[EXTRAIT DU TEXTE]
--------------------

Ce motto qui guide tant de gens, cette éthique de vie qui se répand dans le monde comme un feu de forêt, nous impose pourtant une discipline de fer. Ce n’est pas si simple d’être la meilleure version de nous même. Ce n’est pas si simple de refuser les excès de la vie.

La résultante en est que nous devenons nos propres patrons. Après être tous devenus des entreprises (voir notre Numéro 4 – Nous sommes tous des entreprises), nous avons inventé toutes sortes de dispositifs pour les gérer, ces entreprises. Nous devenons alors tous des schizophrènes 2.0, et se mettent à cohabiter en nous le patron, le salarié tir-au-flanc, le chief happiness officer... afin de nous imposer tout un tas de contraintes plus ou moins restrictives. La meilleure version de moi-même m’enjoint alors à arrêter de me coucher trop tard, de boire trop, de larver dans mon canapé, d’aller au McDo, de flâner au bureau... Pour être meilleurs, nous devons maximiser notre productivité, “make the most of my life” m’incombe de faire plus, pour être sûrs que je ne passe pas à côté de quelque chose, à côté d’une vie qui serait meilleure que celle que je m’apprêtais à vivre.

--------------------

[EXERCICES À RÉALISER]
1 – D'après l'extrait, comment cette éthique de vie se répand-elle dans le monde ?
2 – Dans l'extrait, modifie le passage allant de « La résultante en » jusqu'à « m’apprêtais à vivre. » en remplaçant « canapé » par « lit ».
3 – Énumère tout ce que, selon l'extrait, la meilleure version de moi-même m'enjoint d'arrêter de faire.
Les données n'interviennent pas dans ces exercices.

[SECTION DES DONNÉES]
--------------------

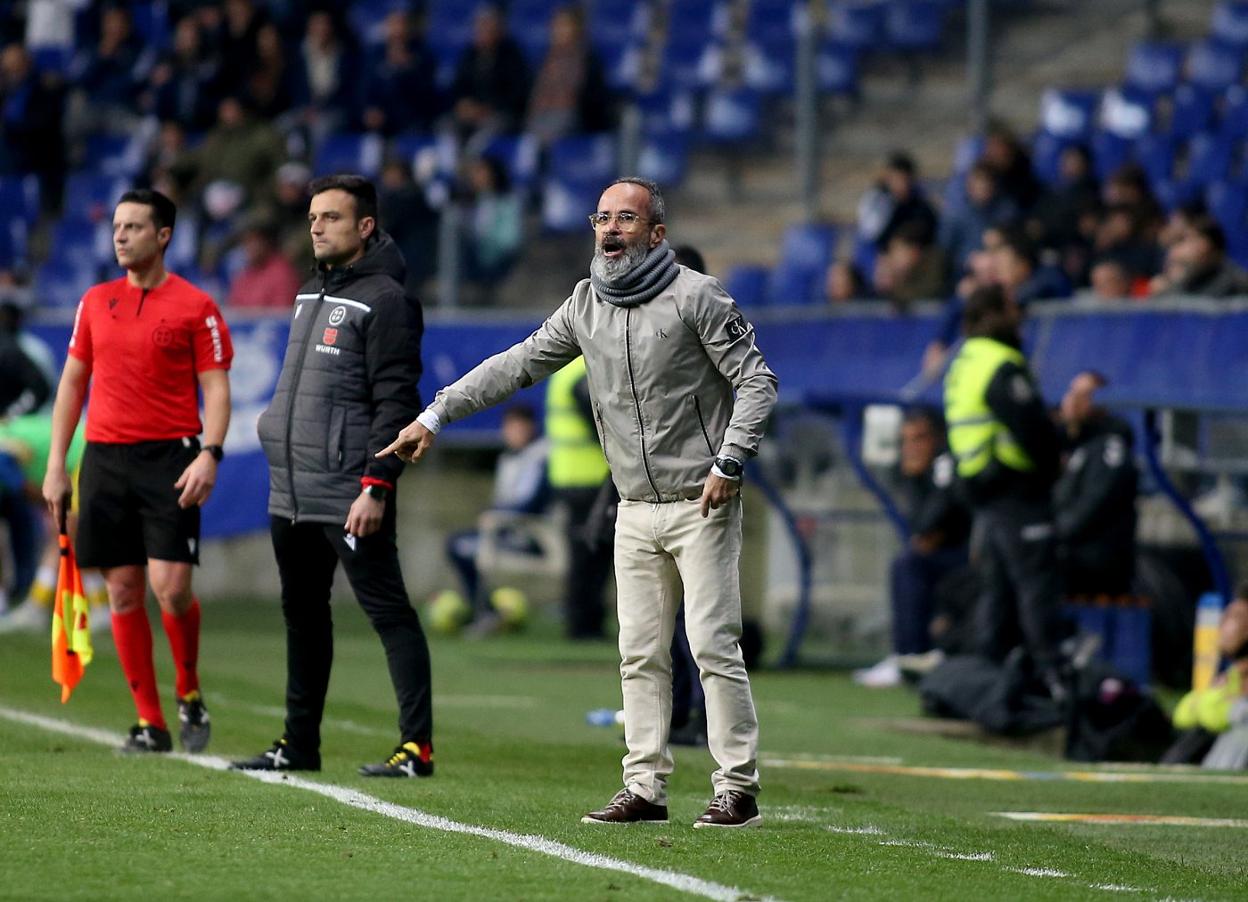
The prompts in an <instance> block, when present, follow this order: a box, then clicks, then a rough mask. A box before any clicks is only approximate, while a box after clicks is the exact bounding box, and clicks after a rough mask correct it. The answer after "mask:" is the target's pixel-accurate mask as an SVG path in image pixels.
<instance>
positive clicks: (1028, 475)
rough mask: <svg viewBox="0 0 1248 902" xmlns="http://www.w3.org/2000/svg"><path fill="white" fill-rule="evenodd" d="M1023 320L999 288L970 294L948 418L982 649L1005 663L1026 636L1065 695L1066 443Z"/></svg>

--------------------

[RÉSULTATS DES EXERCICES]
1 – Elle se répand dans le monde comme un feu de forêt.

2 –
La résultante en est que nous devenons nos propres patrons. Après être tous devenus des entreprises (voir notre Numéro 4 – Nous sommes tous des entreprises), nous avons inventé toutes sortes de dispositifs pour les gérer, ces entreprises. Nous devenons alors tous des schizophrènes 2.0, et se mettent à cohabiter en nous le patron, le salarié tir-au-flanc, le chief happiness officer... afin de nous imposer tout un tas de contraintes plus ou moins restrictives. La meilleure version de moi-même m’enjoint alors à arrêter de me coucher trop tard, de boire trop, de larver dans mon lit, d’aller au McDo, de flâner au bureau... Pour être meilleurs, nous devons maximiser notre productivité, “make the most of my life” m’incombe de faire plus, pour être sûrs que je ne passe pas à côté de quelque chose, à côté d’une vie qui serait meilleure que celle que je m’apprêtais à vivre.

3 –
- me coucher trop tard
- boire trop
- larver dans mon canapé
- aller au McDo
- flâner au bureau